----- MATERIALS PROVIDED
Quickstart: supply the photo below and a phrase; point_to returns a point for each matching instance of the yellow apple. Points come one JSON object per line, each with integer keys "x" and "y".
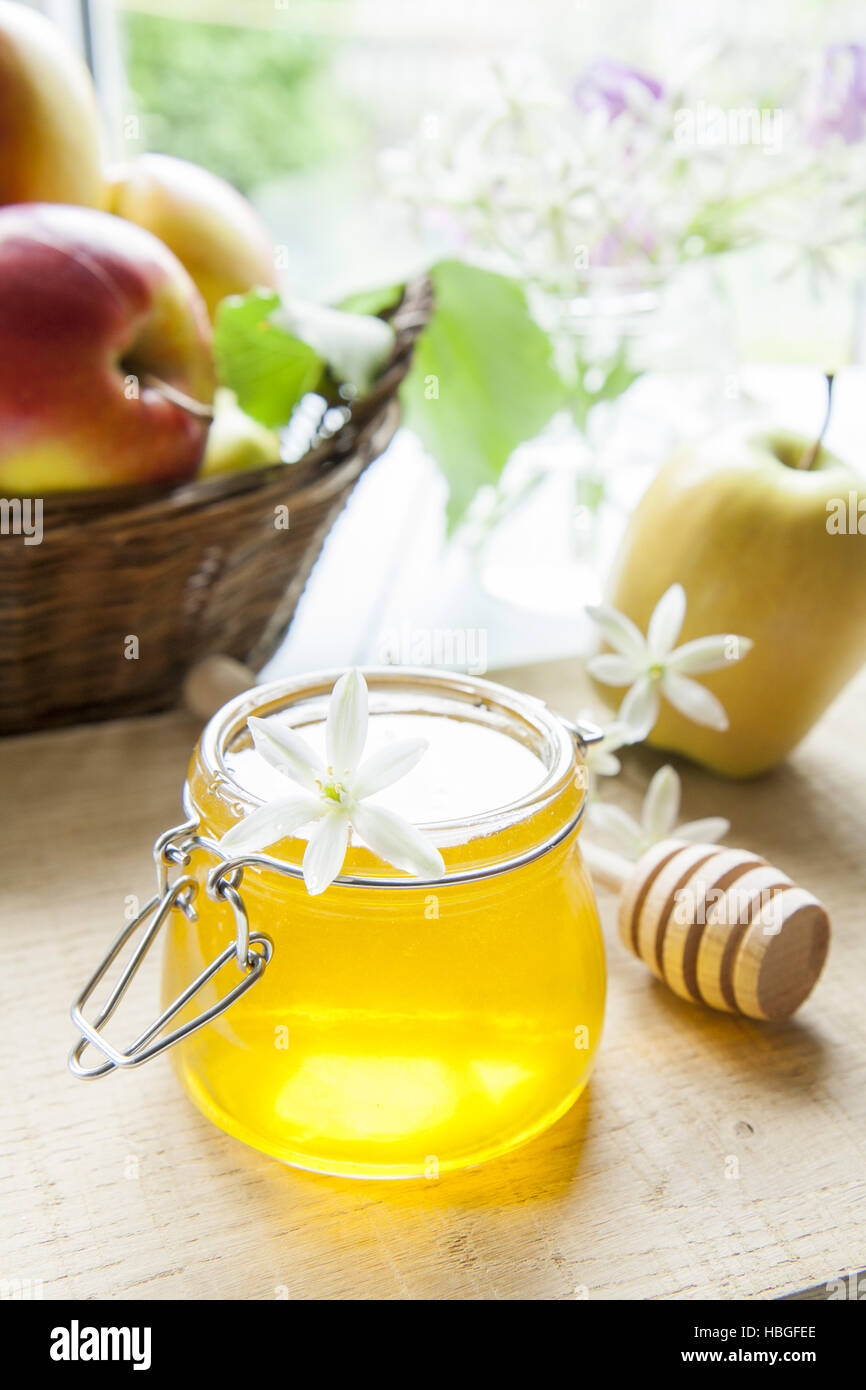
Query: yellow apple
{"x": 765, "y": 549}
{"x": 203, "y": 220}
{"x": 49, "y": 121}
----------
• **WHAT IS ASKED**
Reproduce every line of the records above verbatim, omitting the pictures.

• **FINISHED TASK**
Quickstart: supply the photo below and a phrase; point_to returns a point for each matching instance of the yellow apple. Points come one JSON object per line, each with integer keys "x" and "y".
Query: yellow apple
{"x": 765, "y": 549}
{"x": 203, "y": 220}
{"x": 49, "y": 121}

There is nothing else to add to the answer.